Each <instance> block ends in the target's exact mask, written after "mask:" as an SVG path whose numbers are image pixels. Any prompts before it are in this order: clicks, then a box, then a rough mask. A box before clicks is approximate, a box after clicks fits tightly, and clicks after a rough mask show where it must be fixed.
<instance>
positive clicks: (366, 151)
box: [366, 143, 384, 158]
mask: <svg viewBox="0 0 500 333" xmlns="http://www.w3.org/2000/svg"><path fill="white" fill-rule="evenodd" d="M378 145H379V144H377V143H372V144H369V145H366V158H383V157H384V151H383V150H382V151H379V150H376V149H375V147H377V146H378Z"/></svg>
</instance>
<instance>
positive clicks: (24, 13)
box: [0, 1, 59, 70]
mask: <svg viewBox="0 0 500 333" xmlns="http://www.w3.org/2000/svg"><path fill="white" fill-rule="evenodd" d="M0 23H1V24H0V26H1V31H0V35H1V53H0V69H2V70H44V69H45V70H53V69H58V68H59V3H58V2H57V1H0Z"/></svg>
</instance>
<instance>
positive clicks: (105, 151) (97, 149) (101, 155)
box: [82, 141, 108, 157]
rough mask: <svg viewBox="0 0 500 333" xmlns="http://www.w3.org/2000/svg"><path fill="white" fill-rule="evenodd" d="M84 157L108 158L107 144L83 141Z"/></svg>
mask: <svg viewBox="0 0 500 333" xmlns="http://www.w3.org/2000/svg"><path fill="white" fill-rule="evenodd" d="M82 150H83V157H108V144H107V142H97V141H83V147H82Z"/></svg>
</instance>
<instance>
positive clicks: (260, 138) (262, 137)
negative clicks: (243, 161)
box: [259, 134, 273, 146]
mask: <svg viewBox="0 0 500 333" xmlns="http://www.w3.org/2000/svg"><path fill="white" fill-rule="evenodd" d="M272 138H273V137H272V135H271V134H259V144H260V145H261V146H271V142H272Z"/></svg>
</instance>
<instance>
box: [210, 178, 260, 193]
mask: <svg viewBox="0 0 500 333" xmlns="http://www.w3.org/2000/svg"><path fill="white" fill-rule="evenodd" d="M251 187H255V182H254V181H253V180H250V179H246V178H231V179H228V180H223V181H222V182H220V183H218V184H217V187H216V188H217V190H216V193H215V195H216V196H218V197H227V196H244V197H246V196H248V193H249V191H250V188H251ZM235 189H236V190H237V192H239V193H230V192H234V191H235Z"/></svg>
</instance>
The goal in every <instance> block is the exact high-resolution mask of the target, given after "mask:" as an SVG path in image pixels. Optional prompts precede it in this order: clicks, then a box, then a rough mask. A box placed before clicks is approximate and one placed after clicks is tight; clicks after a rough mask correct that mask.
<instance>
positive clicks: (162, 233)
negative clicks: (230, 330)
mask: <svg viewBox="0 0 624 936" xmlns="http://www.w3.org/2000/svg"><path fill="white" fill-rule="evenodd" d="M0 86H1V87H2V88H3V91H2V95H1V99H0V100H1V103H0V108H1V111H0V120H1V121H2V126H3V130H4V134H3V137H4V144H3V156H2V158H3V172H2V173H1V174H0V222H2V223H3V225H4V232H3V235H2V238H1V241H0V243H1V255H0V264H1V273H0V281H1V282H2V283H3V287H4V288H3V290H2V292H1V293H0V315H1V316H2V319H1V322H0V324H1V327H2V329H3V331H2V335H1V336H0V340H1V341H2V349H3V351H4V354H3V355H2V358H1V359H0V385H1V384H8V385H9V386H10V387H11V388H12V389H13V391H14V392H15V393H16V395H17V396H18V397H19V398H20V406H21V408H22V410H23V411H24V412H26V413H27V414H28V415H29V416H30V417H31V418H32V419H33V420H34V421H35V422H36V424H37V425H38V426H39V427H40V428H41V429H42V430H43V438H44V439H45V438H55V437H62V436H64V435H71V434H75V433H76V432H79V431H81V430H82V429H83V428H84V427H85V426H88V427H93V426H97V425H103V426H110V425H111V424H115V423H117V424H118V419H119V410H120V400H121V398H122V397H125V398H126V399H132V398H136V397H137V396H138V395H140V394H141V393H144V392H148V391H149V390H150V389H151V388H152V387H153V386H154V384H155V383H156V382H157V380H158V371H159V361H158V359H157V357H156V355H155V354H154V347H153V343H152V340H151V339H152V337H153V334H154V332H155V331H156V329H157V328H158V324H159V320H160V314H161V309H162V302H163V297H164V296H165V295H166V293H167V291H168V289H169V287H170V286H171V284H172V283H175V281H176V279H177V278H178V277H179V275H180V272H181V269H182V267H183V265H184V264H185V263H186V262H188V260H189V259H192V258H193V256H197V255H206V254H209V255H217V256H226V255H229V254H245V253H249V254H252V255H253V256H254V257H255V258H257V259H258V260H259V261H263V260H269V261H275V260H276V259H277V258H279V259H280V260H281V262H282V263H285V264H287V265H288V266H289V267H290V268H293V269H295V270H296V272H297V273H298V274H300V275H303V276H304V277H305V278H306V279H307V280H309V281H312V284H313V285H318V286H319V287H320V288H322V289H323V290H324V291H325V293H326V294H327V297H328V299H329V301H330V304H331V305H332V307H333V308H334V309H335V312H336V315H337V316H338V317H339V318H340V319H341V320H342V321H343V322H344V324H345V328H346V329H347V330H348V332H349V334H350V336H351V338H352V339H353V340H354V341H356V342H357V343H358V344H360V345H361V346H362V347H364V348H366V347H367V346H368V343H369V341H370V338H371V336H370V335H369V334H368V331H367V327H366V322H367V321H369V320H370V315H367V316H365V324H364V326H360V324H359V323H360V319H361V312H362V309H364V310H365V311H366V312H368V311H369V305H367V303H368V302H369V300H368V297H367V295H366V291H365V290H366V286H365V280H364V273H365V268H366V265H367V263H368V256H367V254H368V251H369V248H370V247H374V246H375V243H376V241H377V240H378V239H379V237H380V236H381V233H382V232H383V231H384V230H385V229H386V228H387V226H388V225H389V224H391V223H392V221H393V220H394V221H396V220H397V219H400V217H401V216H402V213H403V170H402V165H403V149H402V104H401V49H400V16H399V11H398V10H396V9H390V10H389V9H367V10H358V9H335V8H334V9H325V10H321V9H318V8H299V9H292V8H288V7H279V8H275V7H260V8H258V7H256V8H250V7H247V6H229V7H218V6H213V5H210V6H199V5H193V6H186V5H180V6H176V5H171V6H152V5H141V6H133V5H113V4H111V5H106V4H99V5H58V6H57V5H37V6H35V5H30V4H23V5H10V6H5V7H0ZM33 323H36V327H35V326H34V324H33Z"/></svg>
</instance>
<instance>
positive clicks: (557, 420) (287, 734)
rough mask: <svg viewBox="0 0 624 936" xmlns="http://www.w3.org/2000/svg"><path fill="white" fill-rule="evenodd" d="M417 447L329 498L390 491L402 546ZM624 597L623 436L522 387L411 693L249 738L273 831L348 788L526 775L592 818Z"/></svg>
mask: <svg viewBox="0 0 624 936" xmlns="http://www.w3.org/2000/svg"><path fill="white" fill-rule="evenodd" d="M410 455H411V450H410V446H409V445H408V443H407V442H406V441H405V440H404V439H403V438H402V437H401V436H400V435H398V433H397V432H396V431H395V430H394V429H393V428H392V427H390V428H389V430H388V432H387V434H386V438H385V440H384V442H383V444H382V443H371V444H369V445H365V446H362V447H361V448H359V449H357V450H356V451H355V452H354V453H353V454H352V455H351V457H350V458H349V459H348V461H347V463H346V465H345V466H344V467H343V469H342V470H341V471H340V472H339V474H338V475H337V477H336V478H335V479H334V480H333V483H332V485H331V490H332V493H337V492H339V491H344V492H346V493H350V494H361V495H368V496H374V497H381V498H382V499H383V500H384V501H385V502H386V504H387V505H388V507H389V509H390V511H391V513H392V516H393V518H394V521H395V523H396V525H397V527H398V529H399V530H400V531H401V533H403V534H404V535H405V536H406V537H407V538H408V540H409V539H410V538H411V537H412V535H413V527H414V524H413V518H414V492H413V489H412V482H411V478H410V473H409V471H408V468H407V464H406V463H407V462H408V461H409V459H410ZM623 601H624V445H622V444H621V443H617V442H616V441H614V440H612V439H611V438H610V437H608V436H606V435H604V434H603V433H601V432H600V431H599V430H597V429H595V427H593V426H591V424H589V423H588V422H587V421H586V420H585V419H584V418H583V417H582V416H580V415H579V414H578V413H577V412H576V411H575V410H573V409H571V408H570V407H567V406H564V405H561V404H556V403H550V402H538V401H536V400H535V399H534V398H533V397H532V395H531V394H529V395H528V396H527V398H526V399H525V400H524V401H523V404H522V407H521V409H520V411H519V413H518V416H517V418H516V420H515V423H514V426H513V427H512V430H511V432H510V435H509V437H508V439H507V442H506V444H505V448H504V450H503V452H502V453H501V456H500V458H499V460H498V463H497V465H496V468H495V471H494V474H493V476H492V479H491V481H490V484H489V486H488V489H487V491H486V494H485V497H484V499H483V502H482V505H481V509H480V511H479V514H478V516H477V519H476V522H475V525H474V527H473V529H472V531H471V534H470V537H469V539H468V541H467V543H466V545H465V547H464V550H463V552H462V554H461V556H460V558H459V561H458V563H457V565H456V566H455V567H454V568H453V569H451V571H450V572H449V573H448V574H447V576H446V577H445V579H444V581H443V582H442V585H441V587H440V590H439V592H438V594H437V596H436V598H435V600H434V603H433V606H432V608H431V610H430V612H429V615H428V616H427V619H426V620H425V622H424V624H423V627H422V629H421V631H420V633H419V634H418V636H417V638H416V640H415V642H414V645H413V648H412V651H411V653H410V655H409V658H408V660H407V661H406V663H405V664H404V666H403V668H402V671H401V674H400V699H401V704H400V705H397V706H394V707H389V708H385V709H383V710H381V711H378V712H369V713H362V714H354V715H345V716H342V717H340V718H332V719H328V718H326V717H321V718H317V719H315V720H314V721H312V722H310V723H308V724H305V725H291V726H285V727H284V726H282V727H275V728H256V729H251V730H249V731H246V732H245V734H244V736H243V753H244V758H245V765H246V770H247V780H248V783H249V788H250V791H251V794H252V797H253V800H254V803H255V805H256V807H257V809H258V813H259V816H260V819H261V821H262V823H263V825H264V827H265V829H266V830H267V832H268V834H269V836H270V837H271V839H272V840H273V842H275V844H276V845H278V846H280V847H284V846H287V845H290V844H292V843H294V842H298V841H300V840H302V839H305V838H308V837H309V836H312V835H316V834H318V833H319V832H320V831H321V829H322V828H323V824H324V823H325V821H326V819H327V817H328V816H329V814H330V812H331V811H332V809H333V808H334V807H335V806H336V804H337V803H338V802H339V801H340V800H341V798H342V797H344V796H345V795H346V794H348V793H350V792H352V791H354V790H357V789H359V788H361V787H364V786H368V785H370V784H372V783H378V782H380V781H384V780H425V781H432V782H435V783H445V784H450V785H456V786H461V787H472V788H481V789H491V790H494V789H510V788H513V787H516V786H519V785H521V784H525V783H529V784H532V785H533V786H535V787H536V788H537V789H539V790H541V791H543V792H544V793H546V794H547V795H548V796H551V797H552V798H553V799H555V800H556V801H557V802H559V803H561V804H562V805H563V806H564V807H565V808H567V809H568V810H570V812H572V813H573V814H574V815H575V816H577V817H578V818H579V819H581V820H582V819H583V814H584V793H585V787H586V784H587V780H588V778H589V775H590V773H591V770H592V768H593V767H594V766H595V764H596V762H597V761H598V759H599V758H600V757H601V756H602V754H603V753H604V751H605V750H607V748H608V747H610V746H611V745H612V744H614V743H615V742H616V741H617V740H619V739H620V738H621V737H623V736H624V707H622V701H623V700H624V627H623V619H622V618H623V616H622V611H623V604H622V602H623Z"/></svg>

——————————

● **Your assignment**
Print, without alteration, only the lines above between the one holding "The goal in" and the one holding "positive clicks: (162, 233)", inclusive.

● **Exercise response**
The goal in every <instance> block is the exact high-resolution mask of the target, given after "mask:" as an SVG path in image pixels. Optional prompts precede it in this order: clicks, then a box, then a rough mask. A box placed before clicks is approximate and one placed after clicks is tight; clicks after a rough mask correct that mask.
<instance>
positive clicks: (162, 233)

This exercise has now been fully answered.